___ RECORDS PROVIDED

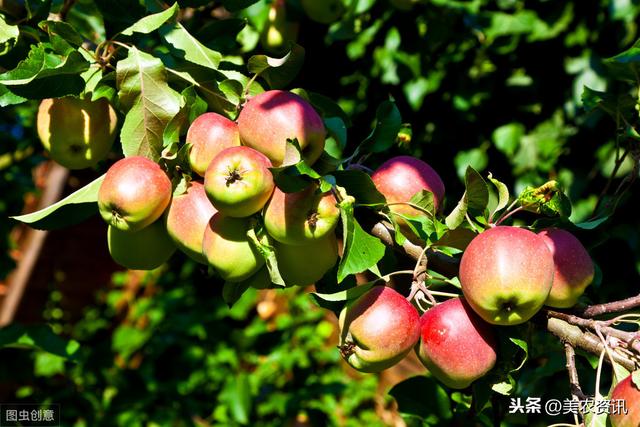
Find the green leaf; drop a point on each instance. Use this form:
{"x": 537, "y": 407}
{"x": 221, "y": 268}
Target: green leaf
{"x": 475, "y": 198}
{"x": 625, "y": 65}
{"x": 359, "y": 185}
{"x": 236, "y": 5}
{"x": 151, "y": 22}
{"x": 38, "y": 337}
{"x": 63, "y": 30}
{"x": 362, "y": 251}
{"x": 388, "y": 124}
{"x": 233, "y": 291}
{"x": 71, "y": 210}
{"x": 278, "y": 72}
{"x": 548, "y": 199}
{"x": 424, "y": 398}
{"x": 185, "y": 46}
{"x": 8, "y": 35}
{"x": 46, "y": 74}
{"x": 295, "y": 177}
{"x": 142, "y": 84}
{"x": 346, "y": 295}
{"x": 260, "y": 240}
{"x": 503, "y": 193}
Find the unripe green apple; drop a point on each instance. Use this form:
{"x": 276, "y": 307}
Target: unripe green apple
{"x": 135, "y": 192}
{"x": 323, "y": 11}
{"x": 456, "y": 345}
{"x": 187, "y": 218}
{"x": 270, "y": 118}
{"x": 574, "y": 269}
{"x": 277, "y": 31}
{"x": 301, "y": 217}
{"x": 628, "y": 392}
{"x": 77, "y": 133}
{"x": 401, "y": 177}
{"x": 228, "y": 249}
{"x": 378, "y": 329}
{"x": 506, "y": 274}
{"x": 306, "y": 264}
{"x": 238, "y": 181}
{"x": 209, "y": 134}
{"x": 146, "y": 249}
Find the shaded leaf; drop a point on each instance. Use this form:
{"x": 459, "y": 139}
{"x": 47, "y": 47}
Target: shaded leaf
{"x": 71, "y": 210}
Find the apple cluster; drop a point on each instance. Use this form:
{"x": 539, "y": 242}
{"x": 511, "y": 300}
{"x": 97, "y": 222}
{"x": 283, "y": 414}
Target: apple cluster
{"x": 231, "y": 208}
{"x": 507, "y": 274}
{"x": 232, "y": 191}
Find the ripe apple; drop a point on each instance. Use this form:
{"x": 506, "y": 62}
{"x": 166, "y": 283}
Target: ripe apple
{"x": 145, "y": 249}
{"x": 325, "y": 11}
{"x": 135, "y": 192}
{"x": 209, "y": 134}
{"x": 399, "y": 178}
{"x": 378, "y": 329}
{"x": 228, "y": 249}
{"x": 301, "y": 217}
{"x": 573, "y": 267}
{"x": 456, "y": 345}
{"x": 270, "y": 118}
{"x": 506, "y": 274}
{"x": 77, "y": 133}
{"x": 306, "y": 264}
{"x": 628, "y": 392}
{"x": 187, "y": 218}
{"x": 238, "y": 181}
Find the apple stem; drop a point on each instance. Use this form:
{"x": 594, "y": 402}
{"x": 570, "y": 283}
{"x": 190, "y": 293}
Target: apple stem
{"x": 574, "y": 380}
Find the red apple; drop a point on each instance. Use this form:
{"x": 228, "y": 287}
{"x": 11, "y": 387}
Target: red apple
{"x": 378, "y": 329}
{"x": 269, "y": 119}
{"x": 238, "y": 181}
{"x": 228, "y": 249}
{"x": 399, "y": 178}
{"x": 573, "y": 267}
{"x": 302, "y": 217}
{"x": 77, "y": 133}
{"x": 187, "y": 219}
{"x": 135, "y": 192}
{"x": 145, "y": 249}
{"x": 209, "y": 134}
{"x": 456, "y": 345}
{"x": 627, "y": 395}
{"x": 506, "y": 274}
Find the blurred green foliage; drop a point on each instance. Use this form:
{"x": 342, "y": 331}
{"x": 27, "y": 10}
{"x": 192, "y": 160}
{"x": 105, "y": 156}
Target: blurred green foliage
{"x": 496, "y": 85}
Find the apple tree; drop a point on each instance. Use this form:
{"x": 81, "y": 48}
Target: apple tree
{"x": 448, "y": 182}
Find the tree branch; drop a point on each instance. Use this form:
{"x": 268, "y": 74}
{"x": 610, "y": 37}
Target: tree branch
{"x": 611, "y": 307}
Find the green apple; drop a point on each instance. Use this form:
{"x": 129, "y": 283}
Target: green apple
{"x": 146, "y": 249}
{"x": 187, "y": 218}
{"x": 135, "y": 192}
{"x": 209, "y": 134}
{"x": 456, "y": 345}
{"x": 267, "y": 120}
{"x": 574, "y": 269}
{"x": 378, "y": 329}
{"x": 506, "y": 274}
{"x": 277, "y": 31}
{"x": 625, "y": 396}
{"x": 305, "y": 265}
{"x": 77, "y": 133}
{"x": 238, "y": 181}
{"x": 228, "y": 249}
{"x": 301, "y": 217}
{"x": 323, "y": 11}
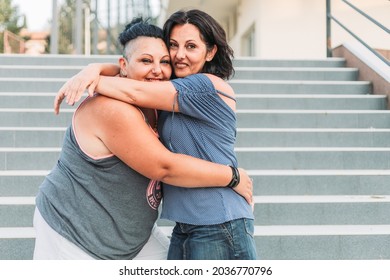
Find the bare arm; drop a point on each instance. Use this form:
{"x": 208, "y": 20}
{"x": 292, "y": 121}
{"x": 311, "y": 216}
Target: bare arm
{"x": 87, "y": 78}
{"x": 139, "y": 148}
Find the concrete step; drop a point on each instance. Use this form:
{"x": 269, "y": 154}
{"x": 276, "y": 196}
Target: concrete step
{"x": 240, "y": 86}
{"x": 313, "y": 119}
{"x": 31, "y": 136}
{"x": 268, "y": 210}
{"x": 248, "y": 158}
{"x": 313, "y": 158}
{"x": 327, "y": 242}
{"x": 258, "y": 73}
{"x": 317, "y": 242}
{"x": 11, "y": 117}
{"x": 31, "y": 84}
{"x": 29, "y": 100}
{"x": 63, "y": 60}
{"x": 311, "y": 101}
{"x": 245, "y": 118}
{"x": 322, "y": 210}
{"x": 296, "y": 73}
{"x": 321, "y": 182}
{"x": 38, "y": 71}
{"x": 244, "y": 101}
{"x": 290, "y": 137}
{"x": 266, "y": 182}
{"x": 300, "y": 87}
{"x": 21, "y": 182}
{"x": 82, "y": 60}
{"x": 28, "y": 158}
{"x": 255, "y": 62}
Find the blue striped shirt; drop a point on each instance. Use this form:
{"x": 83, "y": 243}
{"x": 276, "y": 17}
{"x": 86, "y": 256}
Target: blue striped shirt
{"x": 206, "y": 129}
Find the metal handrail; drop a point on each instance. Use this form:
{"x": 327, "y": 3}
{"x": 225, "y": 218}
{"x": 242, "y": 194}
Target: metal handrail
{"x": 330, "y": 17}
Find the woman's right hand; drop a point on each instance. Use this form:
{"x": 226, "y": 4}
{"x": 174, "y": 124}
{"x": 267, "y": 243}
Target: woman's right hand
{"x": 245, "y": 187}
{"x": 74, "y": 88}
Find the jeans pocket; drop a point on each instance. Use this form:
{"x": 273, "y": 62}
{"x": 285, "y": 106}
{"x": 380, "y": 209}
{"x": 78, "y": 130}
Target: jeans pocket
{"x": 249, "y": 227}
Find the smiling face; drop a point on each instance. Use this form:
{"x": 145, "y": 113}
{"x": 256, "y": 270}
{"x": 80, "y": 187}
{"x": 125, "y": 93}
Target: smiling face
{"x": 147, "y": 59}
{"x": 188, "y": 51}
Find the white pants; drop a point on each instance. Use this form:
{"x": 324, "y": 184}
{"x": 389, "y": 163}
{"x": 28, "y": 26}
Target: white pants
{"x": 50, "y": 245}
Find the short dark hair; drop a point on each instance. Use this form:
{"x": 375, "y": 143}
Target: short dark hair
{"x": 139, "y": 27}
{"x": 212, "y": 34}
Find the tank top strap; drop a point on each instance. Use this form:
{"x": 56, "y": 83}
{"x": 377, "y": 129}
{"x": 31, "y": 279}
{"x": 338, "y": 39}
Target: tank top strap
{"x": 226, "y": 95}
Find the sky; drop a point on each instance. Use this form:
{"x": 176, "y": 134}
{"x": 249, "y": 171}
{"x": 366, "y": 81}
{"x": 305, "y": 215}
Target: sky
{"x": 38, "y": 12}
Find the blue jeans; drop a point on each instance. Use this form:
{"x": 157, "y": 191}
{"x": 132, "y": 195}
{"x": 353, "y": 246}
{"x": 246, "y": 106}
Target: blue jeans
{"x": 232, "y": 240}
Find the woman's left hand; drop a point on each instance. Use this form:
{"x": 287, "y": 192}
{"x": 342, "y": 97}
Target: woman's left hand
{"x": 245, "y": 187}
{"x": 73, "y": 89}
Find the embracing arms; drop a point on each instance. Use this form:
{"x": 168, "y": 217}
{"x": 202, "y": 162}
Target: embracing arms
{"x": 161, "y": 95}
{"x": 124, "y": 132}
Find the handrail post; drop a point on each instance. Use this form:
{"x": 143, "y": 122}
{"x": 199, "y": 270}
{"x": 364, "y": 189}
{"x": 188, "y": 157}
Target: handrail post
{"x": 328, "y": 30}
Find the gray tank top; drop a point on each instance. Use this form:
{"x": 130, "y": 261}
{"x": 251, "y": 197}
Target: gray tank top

______

## PROBLEM STATEMENT
Please copy the rows from the line with "Find the woman's left" through the end of the rows, replacing "drop a point" with "place a marker" and keeping everything else the same.

## TASK RESPONSE
Find the woman's left hand; place a marker on each instance. Use this form:
{"x": 287, "y": 192}
{"x": 342, "y": 97}
Target: woman's left hand
{"x": 245, "y": 187}
{"x": 73, "y": 89}
Find the embracing arms; place a marker on each instance. Use this form:
{"x": 168, "y": 217}
{"x": 202, "y": 162}
Target: embracing arms
{"x": 161, "y": 95}
{"x": 124, "y": 132}
Find the handrail post; place a marker on each instance. Use this form:
{"x": 143, "y": 122}
{"x": 199, "y": 270}
{"x": 364, "y": 189}
{"x": 188, "y": 157}
Target: handrail post
{"x": 328, "y": 30}
Find the gray tank top; place a marker on each instance. Use this form:
{"x": 130, "y": 261}
{"x": 251, "y": 197}
Target: gray tank top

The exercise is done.